begin Extract provided

Writer’s Review of Cormac McCarthy’s Suttree

I have decided to review books not just as a reader, but as a writer. What does this writer do well, and how? Where do they miss the mark, and why? Most books get dozens, hundreds or even thousands of reviews. My aim here is to provide book reviews specifically for writers, learning their craft and developing the tools to write great books themselves.
So often I read a book that leaves me unimpressed, unmoved by its characters, themes and story. Most often I would not review those books at all. The ‘If you have nothing nice to say, say nothing’ school of thought. But I realized there are lessons to learn from a book that doesn’t hit the mark. And when a book exceeds our expectations, what is it that makes it great? I will try to find those things and point a light on them, positive and negative.
My first attempt here will be at Cormac McCarthy’s ‘Suttree’.

end Extract provided
begin Given data

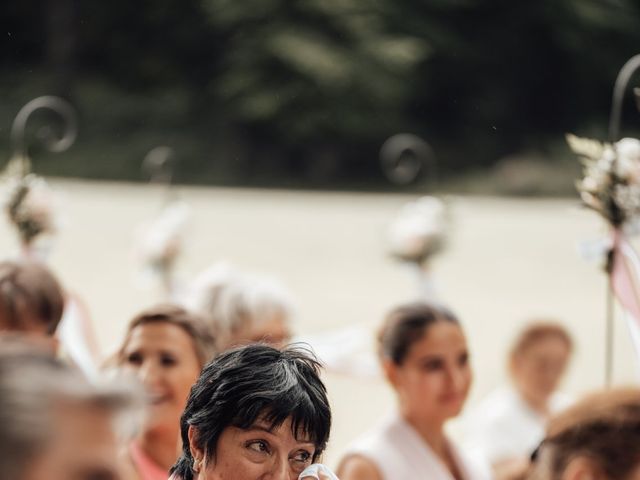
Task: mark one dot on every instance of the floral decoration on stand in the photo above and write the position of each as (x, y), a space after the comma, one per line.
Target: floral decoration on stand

end Given data

_Your tasks_
[A] Write out the part of the Suttree review introduction starting at "Writer’s Review of" and ending at "positive and negative.".
[B] Extend the Suttree review introduction, picking up right after its last sentence.
The material is irrelevant here.

_Answers to each task_
[A]
Writer’s Review of Cormac McCarthy’s Suttree

I have decided to review books not just as a reader, but as a writer. What does this writer do well, and how? Where do they miss the mark, and why? Most books get dozens, hundreds or even thousands of reviews. My aim here is to provide book reviews specifically for writers, learning their craft and developing the tools to write great books themselves.
So often I read a book that leaves me unimpressed, unmoved by its characters, themes and story. Most often I would not review those books at all. The ‘If you have nothing nice to say, say nothing’ school of thought. But I realized there are lessons to learn from a book that doesn’t hit the mark. And when a book exceeds our expectations, what is it that makes it great? I will try to find those things and point a light on them, positive and negative.

[B]
As a writer in training, I am learning the different ways to express character. Physical descriptions help the reader see the characters in their mind’s eye. The actions of a character show what is important to them. The speech and mannerisms develop character, and the thoughts, actions and words of other characters reflect on the main characters. And the strongest method in first or close third person is to give the reader access to the mind of the characters. In close third person a reader can become intimately involved in the main characters’ minds and emotions.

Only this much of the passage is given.